■ Consegna: Ricopia senza alcuna modifica il tratto dell'articolo sugli ospedali cattolici negli Stati Uniti che comincia con "La Chiesa cattolica" e prosegue fino a "dal suo vescovo.".

■ Brano fornito:
- - - - -

Usa, più ospedali cattolici: calano aborti e sterilizzazioni

Pubblicato il 7 Marzo 2012 - 13:44 OLTRE 6 MESI FA

NEW YORK – In un articolo del 20 febbraio 2012 il New York Times ha messo in guardia gli Stati Uniti dal rischio insito in un’espansione squilibrata degli ospedali cattolici nel paese in una situazione, come quella attuale, di profonda riorganizzazione del sistema ospedaliero. Il timore espresso del quotidiano, non estraneo nel recente passato a prese di posizione considerate da alcuni “anticattoliche”, è che l’accesso a pratiche non in linea con l’etica cattolica, come l’interruzione volontaria di gravidanza o la sterilizzazione, diventino sempre più difficili in alcune aree del paese.

La riforma dell’assistenza sanitaria voluta dal presidente Barack Obama, che porta gli Stati Uniti verso l’instaurazione della «copertura sanitaria universale», prevede, tra le altre norme, che gli ospedali e i centri sanitari uniscano le forze per abbassare i costi di gestione e meritarsi così un surplus di investimenti da parte del governo federale. Da quando la legge è stata approvata nel marzo 2010, una vera e propria corsa alla fusione è nata nel sistema sanitario statunitense.

Gli ospedali cattolici sono in prima linea in questo processo per la semplice ragione del loro successo. Eredi di una lunga tradizione e gestiti in maniera efficiente, si stima che ogni anno diano assistenza ad un sesto dei ricoverati dell’intero paese. L’Ascension Health, un’organizzazione sanitaria no-profit di fede cattolica, rappresenta, per esempio, la prima rete di ospedali negli Stati Uniti, con un budget annuale di 14,7 miliardi di dollari.

In questo contesto, spinti dalla crisi economica e dagli effetti della nuova legislazione, sempre più piccoli ospedali laici cercano di unirsi con grandi centri medici, molti dei quali gestiti da organizzazioni cattoliche. L’anno scorso almeno venti progetti di questa sorta sono stati annunciati e si prevede che altri ne nascano nei prossimi mesi. Il risultato di alcune di queste operazioni sarà, secondo i critici, la restrizione a trattamenti medici quali la contraccezione, l’aborto e la sterilizzazione.

Alcuni dottori affermano che sarà sempre più difficile operare al meglio per i propri pazienti, specie nelle comunità più piccole e isolate. Le donne saranno le prime ad essere interessate dalla restrizione delle cure, specie nei casi di contraccezione di emergenza per le vittime di violenza sessuale o quando un’interruzione di gravidanza è richiesta per la salute della paziente.

La Chiesa cattolica ha spesso mostrato la sua intransigenza riguardo a queste pratiche. Nel novembre 2009, l’opinione pubblica americana viene a conoscenza della storia di Margaret Mcbride, una suora del centro cattolico St. Joseph Hospital di Phoenix che ha autorizzato un aborto su una giovane donna di 27 anni, già madre di quattro figli, in gravissimo pericolo di morte a causa della sua gravidanza. Nonostante l’operazione, conclusasi con successo, avesse avuto come scopo quello di salvare la vita della donna, la suora veniva scomunicata dal suo vescovo.

- - - - -

■ Dati disponibili:
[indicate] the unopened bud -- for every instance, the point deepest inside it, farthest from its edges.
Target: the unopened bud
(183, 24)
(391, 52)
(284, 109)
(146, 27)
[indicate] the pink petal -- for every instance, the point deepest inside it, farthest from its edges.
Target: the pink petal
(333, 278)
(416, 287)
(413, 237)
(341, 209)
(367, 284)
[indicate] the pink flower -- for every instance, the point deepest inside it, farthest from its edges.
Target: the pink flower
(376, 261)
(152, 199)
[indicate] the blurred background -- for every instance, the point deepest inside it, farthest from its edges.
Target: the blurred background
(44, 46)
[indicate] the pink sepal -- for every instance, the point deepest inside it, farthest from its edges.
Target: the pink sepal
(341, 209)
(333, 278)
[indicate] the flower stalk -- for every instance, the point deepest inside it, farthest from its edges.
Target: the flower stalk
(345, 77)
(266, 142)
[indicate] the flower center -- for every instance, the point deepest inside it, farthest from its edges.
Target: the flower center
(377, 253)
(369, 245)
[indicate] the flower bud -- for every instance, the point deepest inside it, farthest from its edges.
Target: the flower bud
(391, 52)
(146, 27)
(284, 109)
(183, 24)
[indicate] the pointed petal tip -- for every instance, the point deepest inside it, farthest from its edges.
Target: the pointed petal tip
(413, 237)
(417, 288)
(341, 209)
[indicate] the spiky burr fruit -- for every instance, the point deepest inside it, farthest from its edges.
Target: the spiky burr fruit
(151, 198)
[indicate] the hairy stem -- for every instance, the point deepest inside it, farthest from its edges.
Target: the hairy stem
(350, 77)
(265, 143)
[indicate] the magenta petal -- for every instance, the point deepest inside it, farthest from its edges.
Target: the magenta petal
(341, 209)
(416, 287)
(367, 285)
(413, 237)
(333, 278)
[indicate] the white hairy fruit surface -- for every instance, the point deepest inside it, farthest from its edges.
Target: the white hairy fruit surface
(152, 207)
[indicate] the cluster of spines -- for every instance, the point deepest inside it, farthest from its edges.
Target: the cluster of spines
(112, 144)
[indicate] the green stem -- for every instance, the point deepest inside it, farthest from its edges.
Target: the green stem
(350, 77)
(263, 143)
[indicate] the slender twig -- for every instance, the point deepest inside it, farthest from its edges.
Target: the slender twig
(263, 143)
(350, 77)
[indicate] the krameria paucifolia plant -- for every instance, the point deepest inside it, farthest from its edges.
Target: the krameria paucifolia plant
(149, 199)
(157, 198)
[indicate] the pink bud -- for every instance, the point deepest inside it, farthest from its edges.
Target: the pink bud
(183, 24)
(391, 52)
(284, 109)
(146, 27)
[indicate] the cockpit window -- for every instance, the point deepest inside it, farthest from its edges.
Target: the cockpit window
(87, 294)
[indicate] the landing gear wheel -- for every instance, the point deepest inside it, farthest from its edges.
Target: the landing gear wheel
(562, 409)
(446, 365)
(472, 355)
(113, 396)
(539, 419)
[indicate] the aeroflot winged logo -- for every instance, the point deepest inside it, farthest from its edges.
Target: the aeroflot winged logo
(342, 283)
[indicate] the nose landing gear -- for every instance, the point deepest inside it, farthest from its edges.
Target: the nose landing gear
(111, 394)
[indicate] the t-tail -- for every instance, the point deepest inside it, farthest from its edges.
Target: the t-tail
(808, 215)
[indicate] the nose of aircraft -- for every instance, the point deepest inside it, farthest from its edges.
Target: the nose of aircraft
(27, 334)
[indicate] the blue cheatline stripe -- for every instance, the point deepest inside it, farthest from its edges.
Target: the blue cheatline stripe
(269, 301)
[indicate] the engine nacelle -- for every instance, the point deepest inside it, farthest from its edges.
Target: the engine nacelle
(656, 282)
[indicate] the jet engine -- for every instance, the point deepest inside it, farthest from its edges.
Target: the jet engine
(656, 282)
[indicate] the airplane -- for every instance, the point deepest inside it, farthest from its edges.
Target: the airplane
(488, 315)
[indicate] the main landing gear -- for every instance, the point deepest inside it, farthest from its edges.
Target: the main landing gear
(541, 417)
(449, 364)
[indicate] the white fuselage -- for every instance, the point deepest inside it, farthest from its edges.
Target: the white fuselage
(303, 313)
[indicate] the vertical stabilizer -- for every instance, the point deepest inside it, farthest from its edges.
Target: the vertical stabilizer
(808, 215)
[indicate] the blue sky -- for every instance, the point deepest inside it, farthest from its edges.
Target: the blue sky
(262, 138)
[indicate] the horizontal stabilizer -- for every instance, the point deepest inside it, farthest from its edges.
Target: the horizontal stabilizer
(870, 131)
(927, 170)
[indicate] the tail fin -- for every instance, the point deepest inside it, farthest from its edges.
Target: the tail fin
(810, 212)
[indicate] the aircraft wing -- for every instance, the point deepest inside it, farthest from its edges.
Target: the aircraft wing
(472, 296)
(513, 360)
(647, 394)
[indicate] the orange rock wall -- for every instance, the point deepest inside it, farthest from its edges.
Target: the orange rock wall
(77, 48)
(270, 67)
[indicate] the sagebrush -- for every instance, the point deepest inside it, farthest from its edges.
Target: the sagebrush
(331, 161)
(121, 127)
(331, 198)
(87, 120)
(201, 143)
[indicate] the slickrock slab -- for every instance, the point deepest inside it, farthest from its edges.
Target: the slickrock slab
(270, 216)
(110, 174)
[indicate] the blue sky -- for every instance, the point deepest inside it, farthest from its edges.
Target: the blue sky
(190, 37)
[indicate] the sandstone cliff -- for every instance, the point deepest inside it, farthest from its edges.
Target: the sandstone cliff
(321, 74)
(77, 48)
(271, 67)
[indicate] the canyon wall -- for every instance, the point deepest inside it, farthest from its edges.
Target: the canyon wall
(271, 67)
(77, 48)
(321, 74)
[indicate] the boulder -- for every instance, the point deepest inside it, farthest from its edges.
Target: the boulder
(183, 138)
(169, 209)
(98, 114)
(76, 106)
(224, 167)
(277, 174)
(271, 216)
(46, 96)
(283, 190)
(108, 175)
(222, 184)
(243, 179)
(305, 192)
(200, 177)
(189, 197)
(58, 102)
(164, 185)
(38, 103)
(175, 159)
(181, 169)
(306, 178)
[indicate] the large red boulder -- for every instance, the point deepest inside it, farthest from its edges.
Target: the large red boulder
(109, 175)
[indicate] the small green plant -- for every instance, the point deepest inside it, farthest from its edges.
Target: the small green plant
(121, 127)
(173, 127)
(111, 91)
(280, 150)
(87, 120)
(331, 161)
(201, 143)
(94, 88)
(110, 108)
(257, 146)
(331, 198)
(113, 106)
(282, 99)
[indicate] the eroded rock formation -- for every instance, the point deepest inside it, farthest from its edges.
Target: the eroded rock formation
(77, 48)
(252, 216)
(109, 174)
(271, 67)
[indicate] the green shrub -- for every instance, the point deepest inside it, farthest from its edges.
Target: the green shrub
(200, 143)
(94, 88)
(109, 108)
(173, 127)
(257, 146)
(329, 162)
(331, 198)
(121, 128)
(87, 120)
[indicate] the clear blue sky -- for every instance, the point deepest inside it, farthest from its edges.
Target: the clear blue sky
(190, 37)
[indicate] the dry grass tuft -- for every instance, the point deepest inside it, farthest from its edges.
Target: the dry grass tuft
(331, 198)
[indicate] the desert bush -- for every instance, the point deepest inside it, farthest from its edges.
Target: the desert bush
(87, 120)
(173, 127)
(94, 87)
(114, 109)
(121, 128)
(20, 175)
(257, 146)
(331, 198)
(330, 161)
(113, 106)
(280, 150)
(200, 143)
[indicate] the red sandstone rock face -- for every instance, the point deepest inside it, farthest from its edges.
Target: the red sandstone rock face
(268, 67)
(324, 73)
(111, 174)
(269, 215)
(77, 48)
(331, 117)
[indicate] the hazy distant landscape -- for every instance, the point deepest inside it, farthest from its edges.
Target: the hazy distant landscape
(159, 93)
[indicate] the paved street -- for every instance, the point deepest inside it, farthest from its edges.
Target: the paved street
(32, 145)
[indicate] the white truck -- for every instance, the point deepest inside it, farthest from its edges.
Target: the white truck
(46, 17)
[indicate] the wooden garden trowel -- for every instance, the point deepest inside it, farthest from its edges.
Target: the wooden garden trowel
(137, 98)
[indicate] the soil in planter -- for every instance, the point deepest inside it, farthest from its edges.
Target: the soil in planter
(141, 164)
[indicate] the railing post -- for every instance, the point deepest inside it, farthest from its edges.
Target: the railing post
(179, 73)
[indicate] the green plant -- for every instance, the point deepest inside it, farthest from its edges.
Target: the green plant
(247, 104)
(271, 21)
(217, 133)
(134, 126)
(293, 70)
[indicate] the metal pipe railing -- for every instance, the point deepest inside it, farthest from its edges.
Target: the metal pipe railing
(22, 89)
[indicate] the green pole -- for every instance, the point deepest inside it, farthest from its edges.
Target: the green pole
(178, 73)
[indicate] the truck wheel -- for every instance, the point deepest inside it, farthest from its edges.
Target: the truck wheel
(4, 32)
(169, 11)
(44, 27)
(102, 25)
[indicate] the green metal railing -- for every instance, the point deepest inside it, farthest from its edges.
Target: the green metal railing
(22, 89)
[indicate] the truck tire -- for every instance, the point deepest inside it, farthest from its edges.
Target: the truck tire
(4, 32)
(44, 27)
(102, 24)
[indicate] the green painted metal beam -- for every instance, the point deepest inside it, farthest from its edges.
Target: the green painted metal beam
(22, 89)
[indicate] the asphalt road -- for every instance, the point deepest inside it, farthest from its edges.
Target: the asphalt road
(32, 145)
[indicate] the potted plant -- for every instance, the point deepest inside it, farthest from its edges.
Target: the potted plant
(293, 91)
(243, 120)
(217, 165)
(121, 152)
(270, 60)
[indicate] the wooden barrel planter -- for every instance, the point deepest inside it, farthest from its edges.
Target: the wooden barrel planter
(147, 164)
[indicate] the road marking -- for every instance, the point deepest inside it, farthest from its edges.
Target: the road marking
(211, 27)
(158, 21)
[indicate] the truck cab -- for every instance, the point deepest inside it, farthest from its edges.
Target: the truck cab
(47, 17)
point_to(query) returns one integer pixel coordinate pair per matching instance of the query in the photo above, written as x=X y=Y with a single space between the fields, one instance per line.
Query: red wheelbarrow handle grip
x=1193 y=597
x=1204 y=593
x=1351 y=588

- - - - -

■ Soluzione:
La Chiesa cattolica ha spesso mostrato la sua intransigenza riguardo a queste pratiche. Nel novembre 2009, l’opinione pubblica americana viene a conoscenza della storia di Margaret Mcbride, una suora del centro cattolico St. Joseph Hospital di Phoenix che ha autorizzato un aborto su una giovane donna di 27 anni, già madre di quattro figli, in gravissimo pericolo di morte a causa della sua gravidanza. Nonostante l’operazione, conclusasi con successo, avesse avuto come scopo quello di salvare la vita della donna, la suora veniva scomunicata dal suo vescovo.